Referring expression data:
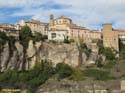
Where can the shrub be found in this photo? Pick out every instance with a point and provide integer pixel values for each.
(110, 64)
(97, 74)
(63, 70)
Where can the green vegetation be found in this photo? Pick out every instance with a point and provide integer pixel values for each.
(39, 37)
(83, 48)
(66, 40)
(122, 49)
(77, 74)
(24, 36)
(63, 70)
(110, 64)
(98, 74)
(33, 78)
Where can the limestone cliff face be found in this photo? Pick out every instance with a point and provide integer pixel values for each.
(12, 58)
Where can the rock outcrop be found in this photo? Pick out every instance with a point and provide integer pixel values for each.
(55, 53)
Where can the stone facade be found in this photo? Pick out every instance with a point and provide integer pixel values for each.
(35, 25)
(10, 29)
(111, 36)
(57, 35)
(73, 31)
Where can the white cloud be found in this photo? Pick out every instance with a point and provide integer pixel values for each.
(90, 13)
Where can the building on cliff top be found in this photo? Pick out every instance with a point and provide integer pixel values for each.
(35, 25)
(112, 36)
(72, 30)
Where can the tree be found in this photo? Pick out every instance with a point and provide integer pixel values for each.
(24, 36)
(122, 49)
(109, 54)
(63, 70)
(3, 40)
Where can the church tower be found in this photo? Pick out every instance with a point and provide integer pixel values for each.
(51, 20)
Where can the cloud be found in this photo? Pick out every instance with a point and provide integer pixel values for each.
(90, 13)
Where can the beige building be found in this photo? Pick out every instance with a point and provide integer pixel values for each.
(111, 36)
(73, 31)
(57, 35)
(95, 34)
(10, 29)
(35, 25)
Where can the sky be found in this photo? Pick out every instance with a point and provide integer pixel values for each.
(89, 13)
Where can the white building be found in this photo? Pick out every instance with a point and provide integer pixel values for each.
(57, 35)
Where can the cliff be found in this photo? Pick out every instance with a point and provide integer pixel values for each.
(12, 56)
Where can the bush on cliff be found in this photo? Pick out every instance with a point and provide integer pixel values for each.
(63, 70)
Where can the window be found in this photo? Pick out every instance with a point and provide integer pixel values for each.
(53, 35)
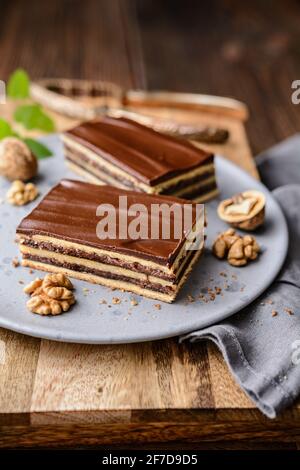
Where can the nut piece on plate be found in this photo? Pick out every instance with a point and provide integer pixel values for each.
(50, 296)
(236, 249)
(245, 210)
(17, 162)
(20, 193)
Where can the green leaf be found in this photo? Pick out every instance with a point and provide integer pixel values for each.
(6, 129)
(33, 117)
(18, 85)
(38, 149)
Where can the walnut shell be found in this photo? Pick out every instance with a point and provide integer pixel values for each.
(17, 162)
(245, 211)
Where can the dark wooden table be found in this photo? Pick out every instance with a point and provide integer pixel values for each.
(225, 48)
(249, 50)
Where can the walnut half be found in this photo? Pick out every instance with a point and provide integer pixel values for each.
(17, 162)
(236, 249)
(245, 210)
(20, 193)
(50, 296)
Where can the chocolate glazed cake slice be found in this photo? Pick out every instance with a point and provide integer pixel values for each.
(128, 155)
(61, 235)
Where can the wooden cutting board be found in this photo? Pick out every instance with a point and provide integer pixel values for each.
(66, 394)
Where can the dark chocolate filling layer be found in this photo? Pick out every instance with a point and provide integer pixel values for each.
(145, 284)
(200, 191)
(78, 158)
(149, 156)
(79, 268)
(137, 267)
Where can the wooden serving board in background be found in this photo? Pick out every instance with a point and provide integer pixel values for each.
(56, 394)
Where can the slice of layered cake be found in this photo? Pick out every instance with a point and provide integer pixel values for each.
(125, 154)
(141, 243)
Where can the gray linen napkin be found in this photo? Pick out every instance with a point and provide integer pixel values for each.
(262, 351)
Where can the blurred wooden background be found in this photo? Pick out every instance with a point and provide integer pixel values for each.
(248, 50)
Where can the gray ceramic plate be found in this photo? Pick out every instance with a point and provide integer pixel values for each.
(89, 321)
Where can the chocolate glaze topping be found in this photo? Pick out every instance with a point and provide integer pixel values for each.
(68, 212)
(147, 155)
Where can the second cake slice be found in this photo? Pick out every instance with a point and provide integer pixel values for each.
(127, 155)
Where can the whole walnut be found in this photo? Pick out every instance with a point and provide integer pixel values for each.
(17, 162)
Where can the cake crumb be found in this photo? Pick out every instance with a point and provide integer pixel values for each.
...
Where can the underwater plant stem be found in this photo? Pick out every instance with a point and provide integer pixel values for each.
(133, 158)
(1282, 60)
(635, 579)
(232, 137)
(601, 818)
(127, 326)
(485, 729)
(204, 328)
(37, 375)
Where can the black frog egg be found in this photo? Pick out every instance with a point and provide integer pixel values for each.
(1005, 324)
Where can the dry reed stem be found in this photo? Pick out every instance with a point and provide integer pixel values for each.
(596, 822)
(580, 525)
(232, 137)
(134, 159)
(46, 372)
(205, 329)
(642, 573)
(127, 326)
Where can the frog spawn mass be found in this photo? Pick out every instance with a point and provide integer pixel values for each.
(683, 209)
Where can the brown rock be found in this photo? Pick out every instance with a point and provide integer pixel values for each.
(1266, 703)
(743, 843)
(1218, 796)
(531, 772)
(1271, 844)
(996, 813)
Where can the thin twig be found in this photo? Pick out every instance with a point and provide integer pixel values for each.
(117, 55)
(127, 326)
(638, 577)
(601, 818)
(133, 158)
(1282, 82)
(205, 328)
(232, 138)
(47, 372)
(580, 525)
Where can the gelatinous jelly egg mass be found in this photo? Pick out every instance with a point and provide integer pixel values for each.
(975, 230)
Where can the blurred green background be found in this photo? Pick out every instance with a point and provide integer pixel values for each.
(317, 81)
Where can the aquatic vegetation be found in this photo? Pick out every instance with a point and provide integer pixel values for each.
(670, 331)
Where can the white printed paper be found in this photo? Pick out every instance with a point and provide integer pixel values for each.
--
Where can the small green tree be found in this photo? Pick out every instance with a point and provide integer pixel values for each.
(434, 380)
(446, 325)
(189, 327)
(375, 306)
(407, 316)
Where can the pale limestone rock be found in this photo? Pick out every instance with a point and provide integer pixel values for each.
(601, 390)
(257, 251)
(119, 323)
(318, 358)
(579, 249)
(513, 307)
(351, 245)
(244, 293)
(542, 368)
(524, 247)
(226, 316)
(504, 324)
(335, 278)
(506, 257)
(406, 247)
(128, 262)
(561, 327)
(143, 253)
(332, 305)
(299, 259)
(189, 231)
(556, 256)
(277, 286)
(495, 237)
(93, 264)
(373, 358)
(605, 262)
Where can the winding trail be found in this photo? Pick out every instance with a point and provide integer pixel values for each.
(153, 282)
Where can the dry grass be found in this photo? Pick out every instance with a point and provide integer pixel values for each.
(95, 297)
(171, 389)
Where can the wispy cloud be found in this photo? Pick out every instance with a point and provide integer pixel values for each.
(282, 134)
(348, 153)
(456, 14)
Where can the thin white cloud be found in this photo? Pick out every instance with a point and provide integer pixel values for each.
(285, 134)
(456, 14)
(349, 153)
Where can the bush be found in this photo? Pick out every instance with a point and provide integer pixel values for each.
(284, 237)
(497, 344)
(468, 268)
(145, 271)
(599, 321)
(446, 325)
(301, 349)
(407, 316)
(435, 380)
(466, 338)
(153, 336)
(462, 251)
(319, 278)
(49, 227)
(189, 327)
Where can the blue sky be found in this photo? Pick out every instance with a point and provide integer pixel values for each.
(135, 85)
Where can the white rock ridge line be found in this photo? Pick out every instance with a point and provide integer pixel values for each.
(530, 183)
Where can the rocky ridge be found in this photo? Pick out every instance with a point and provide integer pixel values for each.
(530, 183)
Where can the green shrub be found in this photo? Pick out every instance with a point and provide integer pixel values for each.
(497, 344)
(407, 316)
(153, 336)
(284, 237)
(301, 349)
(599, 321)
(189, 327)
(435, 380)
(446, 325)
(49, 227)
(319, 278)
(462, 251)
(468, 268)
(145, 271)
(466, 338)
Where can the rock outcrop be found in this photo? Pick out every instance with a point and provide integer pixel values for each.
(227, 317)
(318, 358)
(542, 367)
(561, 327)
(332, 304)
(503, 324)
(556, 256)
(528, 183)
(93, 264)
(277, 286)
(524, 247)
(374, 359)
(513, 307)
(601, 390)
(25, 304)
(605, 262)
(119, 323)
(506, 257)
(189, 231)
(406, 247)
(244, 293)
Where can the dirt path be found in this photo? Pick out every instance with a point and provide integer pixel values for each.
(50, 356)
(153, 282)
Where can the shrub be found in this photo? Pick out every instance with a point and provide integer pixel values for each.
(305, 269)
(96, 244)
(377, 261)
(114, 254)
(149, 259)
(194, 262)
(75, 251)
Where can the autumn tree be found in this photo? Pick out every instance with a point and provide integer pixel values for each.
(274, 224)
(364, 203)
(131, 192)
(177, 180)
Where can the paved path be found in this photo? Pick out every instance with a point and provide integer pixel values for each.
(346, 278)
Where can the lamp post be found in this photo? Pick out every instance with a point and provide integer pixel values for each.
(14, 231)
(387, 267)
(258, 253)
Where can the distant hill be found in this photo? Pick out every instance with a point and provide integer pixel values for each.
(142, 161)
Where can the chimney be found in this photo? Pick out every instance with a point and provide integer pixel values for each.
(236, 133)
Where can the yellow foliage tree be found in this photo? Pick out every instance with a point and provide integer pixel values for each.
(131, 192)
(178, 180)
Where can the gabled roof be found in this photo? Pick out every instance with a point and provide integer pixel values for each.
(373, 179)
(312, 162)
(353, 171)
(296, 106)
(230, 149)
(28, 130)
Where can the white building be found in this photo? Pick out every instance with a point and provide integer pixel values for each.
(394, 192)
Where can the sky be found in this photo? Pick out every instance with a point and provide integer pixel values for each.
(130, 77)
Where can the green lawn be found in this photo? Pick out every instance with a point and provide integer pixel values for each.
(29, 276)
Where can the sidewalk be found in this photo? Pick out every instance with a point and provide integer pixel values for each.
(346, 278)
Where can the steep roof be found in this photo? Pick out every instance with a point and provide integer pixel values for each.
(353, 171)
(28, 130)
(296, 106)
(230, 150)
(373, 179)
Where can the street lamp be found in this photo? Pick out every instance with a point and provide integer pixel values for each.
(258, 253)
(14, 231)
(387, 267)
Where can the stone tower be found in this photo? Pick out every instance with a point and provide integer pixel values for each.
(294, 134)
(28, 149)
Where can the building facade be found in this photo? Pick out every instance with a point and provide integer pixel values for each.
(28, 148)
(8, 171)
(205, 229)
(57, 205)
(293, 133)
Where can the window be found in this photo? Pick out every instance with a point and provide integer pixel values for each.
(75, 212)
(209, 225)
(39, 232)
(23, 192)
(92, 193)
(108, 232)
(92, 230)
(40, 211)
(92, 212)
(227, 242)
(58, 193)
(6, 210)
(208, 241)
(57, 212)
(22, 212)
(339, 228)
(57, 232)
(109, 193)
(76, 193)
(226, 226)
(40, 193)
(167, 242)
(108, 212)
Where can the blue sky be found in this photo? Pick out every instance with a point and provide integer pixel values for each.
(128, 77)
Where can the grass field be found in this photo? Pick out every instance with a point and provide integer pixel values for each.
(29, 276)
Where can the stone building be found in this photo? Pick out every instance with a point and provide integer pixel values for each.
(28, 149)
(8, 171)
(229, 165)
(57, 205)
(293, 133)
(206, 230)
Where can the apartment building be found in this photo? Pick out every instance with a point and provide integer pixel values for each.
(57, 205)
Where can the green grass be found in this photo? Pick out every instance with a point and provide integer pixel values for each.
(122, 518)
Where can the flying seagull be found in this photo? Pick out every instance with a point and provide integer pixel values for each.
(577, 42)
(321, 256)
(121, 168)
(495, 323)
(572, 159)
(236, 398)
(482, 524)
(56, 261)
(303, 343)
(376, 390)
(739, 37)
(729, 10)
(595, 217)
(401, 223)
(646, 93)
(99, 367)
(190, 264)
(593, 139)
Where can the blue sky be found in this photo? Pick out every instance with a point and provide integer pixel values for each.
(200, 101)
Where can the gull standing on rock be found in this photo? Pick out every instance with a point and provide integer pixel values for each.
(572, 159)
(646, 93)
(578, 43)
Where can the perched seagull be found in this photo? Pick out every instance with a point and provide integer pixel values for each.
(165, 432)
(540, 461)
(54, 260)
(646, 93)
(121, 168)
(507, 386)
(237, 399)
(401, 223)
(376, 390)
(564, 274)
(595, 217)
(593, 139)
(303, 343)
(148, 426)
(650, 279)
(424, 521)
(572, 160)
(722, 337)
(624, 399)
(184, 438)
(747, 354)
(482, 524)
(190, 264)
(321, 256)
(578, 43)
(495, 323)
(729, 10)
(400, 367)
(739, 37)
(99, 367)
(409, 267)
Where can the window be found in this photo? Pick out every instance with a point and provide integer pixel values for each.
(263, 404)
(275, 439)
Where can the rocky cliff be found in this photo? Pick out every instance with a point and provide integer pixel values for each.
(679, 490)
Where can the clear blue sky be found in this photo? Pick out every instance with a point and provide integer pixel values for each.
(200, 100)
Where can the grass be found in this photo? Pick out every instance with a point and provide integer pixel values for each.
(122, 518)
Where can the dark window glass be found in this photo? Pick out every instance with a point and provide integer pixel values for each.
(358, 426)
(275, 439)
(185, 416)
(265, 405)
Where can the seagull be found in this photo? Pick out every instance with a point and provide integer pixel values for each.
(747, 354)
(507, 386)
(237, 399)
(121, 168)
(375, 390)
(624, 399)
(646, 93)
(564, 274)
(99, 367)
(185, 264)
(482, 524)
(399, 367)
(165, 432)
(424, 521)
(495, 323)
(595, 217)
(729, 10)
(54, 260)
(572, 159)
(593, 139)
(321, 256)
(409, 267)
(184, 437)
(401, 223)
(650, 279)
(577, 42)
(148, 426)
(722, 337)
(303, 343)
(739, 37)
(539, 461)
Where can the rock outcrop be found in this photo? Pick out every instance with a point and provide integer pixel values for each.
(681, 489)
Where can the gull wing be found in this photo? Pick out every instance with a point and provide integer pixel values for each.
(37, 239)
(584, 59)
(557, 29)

◆ **TASK**: Set down, exactly as they stand above, the lines starting with the line with "Where can the gray linen" and going on through the line with "Where can the cake", and no others.

◆ **RESPONSE BOX**:
Where can the gray linen napkin be found in this photo? Pick out every instance with a point and provide integer pixel values for each.
(262, 351)
Where can the blurred wooden background be found in this photo? Pick out every instance with a point and provide integer pixel values for each.
(248, 50)
Where can the gray ceramic plate be found in this photo? Pick out every instance with a point and provide integer pixel values for each.
(89, 321)
Where can the chocolate glaze topping be found in this photo? Pick out every instance with a point and provide integer pixel values for each.
(68, 212)
(147, 155)
Where can the second cake slice be found in this photo? Pick out every instance with a point and provide integer pixel values for each.
(127, 155)
Where can the whole walnut be found in this photo? Pick out every instance with a point and provide integer pixel values for each.
(17, 162)
Where can the cake crumb be found in this photo? Pick out every instance with a point and provide integer pixel values for each.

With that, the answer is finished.